(Given data)

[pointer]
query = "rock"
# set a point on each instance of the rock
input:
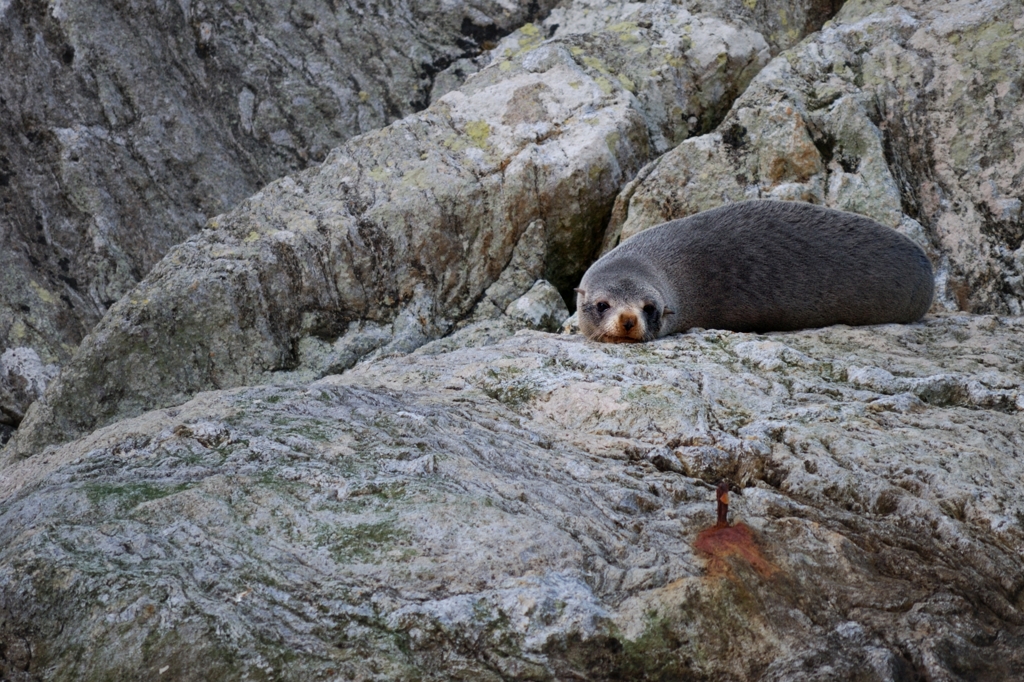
(407, 227)
(535, 507)
(126, 126)
(23, 379)
(542, 308)
(869, 116)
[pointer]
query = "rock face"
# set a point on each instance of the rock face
(401, 231)
(908, 113)
(315, 442)
(126, 125)
(530, 506)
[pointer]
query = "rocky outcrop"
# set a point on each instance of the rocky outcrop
(399, 232)
(530, 506)
(123, 127)
(360, 466)
(908, 113)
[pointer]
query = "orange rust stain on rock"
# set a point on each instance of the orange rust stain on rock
(733, 542)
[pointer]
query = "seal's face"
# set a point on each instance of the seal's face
(605, 316)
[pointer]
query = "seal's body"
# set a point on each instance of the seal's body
(755, 266)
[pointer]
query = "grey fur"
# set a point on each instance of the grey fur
(761, 266)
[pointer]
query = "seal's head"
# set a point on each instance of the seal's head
(621, 310)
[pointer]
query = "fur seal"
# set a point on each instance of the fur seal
(755, 266)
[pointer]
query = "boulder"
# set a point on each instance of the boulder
(907, 113)
(406, 228)
(501, 505)
(124, 126)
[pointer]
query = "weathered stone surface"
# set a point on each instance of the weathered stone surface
(406, 227)
(528, 506)
(23, 379)
(908, 113)
(124, 126)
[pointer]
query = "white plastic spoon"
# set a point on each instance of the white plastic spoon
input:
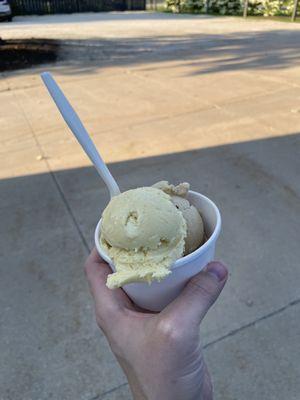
(76, 126)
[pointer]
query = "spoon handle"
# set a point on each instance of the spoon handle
(76, 126)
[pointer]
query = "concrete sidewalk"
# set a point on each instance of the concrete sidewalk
(214, 101)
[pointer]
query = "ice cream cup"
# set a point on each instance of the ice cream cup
(157, 295)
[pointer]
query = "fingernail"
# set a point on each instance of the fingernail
(218, 270)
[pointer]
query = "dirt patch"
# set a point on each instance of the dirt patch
(19, 54)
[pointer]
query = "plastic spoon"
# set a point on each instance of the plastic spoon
(76, 126)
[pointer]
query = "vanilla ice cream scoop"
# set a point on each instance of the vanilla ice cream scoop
(143, 232)
(195, 227)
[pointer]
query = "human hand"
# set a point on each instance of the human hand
(160, 353)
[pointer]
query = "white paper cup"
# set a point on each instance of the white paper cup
(157, 295)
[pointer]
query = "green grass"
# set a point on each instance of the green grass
(277, 18)
(161, 8)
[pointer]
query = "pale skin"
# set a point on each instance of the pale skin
(160, 353)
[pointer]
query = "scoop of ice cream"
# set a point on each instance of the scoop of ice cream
(195, 228)
(174, 190)
(143, 232)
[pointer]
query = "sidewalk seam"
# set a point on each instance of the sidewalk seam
(253, 323)
(55, 181)
(102, 395)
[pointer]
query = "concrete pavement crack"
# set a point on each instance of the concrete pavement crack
(252, 323)
(102, 395)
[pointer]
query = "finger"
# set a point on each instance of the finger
(199, 295)
(109, 303)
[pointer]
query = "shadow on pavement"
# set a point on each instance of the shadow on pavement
(206, 53)
(46, 318)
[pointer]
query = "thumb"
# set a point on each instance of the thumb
(199, 295)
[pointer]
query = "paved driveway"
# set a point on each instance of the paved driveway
(215, 101)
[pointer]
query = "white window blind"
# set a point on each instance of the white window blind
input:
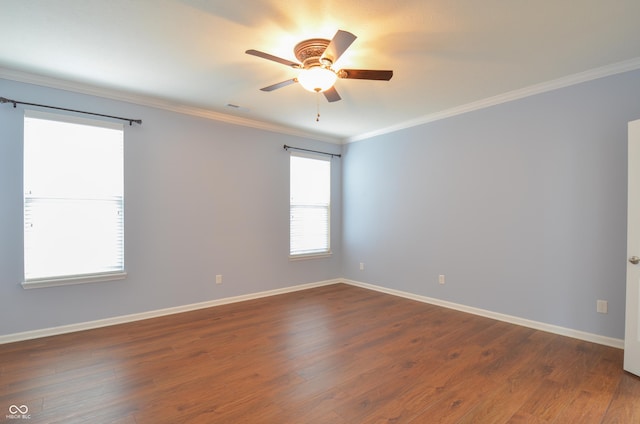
(310, 194)
(73, 198)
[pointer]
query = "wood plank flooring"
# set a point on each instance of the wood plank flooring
(336, 354)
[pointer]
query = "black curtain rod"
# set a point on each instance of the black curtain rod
(312, 151)
(16, 102)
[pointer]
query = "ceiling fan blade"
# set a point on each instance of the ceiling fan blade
(280, 85)
(365, 74)
(340, 42)
(332, 94)
(272, 57)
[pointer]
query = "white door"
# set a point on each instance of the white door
(632, 325)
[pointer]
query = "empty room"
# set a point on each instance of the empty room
(319, 211)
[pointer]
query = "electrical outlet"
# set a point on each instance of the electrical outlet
(602, 306)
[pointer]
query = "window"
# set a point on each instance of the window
(73, 200)
(310, 193)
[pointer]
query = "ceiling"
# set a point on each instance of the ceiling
(190, 54)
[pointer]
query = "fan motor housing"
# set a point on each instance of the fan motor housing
(308, 52)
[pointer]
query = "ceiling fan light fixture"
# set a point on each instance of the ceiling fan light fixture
(317, 79)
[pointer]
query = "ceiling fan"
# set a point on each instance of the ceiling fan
(317, 56)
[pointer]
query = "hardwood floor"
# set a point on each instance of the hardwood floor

(End Given data)

*Prompt*:
Find the string "hardwood" in the entries above and return each line that holds it.

*Solution*:
query = "hardwood floor"
# set a point on each instance of the hardwood floor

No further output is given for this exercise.